DIRECTIONS FOR THIS TASK ▸ Exactly reproduce the lines from the line containing "Objective: one point per instance of the stove" to the end of the data below, inclusive, and nothing else.

================

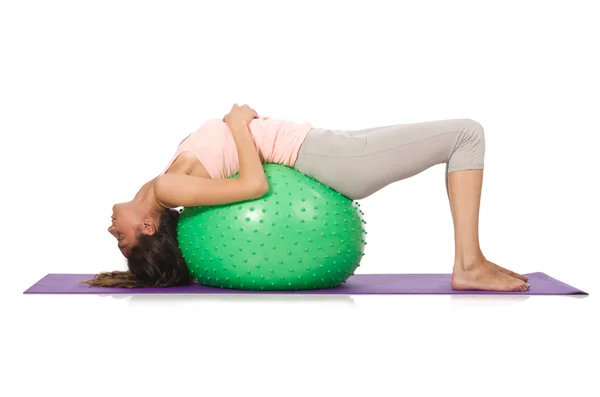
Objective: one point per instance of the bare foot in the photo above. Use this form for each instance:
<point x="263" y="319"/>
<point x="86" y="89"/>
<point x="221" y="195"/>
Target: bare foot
<point x="503" y="270"/>
<point x="479" y="276"/>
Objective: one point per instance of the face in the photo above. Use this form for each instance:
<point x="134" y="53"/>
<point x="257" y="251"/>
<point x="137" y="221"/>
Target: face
<point x="126" y="223"/>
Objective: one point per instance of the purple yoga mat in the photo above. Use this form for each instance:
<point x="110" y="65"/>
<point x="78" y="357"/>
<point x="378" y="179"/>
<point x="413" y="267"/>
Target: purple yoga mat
<point x="359" y="284"/>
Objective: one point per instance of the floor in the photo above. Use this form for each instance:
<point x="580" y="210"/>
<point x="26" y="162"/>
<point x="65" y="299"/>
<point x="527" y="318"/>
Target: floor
<point x="96" y="345"/>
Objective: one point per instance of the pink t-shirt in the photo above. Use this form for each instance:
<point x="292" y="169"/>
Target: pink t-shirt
<point x="277" y="141"/>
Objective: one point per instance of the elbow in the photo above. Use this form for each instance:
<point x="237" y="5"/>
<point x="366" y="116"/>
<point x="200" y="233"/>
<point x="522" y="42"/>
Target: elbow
<point x="260" y="189"/>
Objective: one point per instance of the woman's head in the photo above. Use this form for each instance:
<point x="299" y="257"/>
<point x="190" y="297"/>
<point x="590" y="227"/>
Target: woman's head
<point x="151" y="248"/>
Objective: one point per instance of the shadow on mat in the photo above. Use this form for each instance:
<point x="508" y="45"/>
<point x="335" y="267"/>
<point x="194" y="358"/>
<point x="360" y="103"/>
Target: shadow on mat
<point x="237" y="298"/>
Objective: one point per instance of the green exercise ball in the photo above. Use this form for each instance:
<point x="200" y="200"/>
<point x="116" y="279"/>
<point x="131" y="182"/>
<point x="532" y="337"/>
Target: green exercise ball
<point x="300" y="235"/>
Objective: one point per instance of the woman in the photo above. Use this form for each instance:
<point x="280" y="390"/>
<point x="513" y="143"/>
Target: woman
<point x="355" y="163"/>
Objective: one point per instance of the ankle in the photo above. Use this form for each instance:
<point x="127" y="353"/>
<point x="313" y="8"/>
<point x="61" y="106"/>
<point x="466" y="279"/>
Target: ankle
<point x="469" y="262"/>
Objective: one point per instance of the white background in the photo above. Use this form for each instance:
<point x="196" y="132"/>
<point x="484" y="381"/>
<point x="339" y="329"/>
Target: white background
<point x="95" y="97"/>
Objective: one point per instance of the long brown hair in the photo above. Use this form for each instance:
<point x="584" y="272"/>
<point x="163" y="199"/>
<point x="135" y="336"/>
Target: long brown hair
<point x="155" y="261"/>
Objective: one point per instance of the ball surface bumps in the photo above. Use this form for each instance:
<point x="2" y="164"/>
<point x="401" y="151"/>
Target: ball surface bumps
<point x="300" y="235"/>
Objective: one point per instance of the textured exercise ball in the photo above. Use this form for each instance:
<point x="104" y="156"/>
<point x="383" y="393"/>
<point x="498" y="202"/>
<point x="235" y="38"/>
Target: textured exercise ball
<point x="300" y="235"/>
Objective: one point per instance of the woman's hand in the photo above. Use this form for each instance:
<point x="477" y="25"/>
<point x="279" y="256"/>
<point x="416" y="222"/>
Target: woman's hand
<point x="240" y="115"/>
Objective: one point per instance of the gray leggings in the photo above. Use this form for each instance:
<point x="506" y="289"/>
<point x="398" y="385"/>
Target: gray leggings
<point x="358" y="163"/>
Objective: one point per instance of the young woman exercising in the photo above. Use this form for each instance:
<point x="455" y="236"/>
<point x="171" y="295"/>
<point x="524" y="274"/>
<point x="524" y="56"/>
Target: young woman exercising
<point x="354" y="163"/>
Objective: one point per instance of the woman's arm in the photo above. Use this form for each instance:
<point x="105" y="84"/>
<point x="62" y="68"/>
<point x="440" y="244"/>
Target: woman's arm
<point x="250" y="165"/>
<point x="182" y="190"/>
<point x="187" y="191"/>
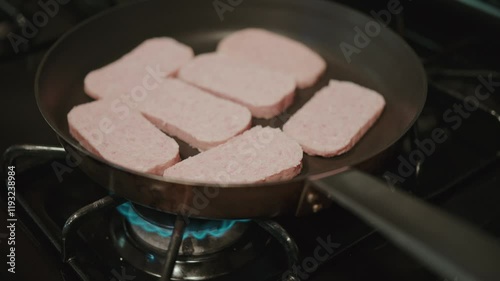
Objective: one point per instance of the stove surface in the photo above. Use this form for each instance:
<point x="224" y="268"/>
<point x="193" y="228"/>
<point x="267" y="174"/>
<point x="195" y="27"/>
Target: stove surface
<point x="460" y="175"/>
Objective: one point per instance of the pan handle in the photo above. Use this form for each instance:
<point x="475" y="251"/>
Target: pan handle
<point x="447" y="245"/>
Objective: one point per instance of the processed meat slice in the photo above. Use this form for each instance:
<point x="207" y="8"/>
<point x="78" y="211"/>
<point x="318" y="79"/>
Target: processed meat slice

================

RESPONSE TO THIS TASK ▸
Objective: one point per instance of the stove surface in the photo above. Use this form for each instance:
<point x="224" y="268"/>
<point x="193" y="228"/>
<point x="267" y="174"/>
<point x="195" y="27"/>
Target: stove surface
<point x="460" y="175"/>
Objective: one point per instance of the pan handle in the photo above. Use this form for each instance:
<point x="475" y="251"/>
Target: pan handle
<point x="447" y="245"/>
Objective: one point per instance of the processed meat slice in the photo above. Use this form for each instance:
<point x="207" y="8"/>
<point x="78" y="211"/>
<point x="318" y="79"/>
Target: processed meat slice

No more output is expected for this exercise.